Extract the complete data exactly as given.

START

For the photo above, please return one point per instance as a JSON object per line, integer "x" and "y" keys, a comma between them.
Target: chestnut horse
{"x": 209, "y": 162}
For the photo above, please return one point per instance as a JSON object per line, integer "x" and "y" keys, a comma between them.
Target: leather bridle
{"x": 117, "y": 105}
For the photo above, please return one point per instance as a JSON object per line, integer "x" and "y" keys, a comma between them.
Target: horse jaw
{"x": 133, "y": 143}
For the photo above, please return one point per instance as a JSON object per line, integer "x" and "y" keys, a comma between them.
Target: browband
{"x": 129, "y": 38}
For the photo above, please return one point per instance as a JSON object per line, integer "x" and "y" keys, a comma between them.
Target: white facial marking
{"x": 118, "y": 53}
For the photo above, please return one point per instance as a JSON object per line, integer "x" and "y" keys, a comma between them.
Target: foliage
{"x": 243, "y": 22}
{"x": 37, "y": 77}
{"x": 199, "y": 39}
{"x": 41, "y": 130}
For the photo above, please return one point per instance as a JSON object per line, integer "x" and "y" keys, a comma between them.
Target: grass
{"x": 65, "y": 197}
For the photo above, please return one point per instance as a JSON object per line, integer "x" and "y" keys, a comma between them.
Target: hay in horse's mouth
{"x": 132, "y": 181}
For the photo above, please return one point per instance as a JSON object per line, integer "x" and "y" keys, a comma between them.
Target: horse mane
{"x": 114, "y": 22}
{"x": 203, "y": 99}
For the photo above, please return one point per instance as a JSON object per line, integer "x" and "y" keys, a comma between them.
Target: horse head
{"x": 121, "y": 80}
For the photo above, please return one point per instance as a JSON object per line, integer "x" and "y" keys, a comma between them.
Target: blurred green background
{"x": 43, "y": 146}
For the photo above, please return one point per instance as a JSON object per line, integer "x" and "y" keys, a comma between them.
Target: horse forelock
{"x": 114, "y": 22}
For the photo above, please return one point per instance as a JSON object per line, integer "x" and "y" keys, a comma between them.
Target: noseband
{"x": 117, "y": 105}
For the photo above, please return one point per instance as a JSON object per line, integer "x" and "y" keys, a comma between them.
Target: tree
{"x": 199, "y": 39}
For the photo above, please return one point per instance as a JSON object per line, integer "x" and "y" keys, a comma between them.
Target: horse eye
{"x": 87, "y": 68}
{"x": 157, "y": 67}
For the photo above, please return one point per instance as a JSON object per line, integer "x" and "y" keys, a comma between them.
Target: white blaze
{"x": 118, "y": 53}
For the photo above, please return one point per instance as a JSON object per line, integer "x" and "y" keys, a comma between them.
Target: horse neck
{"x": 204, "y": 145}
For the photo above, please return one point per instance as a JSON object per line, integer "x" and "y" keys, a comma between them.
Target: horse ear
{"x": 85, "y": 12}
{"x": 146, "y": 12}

END

■ Solution to the problem ■
For the photo above, please return one point per instance as a JSON object per line, integer "x" and "y" keys, a comma between them.
Target: chestnut horse
{"x": 209, "y": 162}
For the photo above, please return one point per instance as a JSON object per line, integer "x" and "y" keys, a comma between them.
Target: leather bridle
{"x": 117, "y": 105}
For the photo above, please return one point per instance as a JSON object per line, integer "x" and "y" keys, a comma between them.
Target: horse jaw
{"x": 133, "y": 143}
For the photo above, please return one point per instance as a JSON object per line, integer "x" and "y" keys, a comma between them.
Target: browband
{"x": 129, "y": 38}
For the photo above, please return one point per instance as a JSON object per line, integer "x" and "y" keys, a comma between them.
Target: white facial marking
{"x": 118, "y": 53}
For the photo above, please return one point per instance as a JSON object per line, integer "x" and "y" keys, a comma between them.
Target: foliage
{"x": 243, "y": 22}
{"x": 37, "y": 77}
{"x": 199, "y": 39}
{"x": 41, "y": 130}
For the photo above, please return one point per instance as a JSON object per line, integer "x" and "y" keys, a comma between them.
Target: grass
{"x": 65, "y": 197}
For the photo above, please return one point per instance as a JSON object per line, integer "x" and "y" keys, a comma between them.
Target: hay in horse's mouth
{"x": 132, "y": 181}
For the photo above, please return one point per instance as a JSON object per line, integer "x" and "y" keys, a comma between them.
Target: horse mane
{"x": 114, "y": 22}
{"x": 203, "y": 99}
For the photo above, please return one point per instance as a JSON object per line, integer "x" and "y" keys, a comma between them.
Target: horse head
{"x": 121, "y": 80}
For the photo above, please return one point per instance as a JSON object per line, integer "x" and "y" keys, a comma between them.
Target: blurred green background
{"x": 43, "y": 146}
For the photo above, please return one point per instance as a JSON object per line, integer "x" and "y" keys, a comma between them.
Target: horse forelock
{"x": 114, "y": 22}
For the photo above, please return one point per instance as a JSON object per line, integer "x" and "y" keys, a comma between them.
Target: noseband
{"x": 117, "y": 105}
For the photo above, please return one point per instance as a JSON object per line, integer "x" and "y" keys, a comma between them.
Target: tree
{"x": 199, "y": 39}
For the photo above, please return one point per instance as a JSON object per line, integer "x" and "y" keys, a comma between them.
Target: horse eye
{"x": 87, "y": 68}
{"x": 157, "y": 67}
For the photo above, please return one point per instance as a JSON object per line, integer "x" and "y" keys, a comma between them.
Target: white blaze
{"x": 118, "y": 53}
For the photo above, please return one point per instance as a JSON object per line, integer "x" and "y" keys, a comma between them.
Target: horse neck
{"x": 204, "y": 145}
For the photo above, please return one point per instance as a JSON object per line, integer "x" and "y" keys, a comma between them.
Target: horse ear
{"x": 85, "y": 12}
{"x": 146, "y": 12}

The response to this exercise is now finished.